§ **EXERCISE INSTRUCTIONS**: Find every line in the items below that contains the string "mask", treating uppercase and lowercase as different, and copy each such line.

◇ ◇ ◇ ◇ ◇ ◇ ◇

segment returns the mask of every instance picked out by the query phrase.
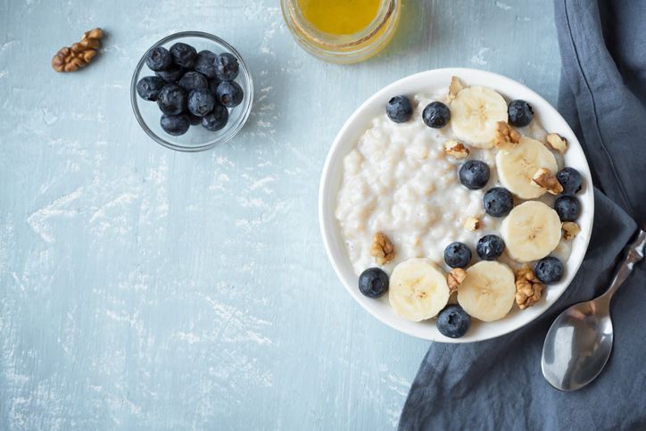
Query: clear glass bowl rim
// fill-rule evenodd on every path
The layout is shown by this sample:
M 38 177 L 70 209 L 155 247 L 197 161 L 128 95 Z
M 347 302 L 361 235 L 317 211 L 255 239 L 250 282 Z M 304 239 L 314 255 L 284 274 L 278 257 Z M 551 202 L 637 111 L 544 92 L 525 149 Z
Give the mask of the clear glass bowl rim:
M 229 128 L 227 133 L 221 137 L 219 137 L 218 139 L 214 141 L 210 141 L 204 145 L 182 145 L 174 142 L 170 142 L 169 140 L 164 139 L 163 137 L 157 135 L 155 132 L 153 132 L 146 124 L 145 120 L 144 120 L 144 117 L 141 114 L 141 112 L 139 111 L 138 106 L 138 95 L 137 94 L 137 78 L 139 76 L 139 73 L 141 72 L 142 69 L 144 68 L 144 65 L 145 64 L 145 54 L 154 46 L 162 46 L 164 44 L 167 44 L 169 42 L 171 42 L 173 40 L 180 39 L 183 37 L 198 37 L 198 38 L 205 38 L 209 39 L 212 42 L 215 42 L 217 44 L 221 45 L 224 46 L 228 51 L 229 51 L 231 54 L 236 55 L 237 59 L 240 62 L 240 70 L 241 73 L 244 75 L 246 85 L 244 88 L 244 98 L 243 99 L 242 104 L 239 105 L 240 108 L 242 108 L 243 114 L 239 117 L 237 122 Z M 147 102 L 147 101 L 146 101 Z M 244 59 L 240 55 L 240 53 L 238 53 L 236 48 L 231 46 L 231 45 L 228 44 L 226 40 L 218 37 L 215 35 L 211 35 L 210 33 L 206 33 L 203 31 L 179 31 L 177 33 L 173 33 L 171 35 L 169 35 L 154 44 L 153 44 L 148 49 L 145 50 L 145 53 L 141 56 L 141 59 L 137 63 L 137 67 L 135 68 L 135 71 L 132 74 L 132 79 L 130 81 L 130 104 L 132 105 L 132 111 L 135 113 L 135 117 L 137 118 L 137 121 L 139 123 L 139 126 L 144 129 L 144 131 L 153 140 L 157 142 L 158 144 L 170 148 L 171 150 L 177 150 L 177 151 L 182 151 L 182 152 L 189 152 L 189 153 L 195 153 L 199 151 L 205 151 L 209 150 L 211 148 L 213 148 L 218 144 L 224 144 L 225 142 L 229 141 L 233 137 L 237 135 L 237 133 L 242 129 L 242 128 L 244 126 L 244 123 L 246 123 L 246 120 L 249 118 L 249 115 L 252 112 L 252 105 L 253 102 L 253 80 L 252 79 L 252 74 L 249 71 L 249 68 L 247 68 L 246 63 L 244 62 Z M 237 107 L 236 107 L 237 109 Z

◇ ◇ ◇ ◇ ◇ ◇ ◇

§ **TASK OUTPUT**:
segment returns the mask of every instance picked out by the query phrase.
Give the mask of the clear glass bowl rim:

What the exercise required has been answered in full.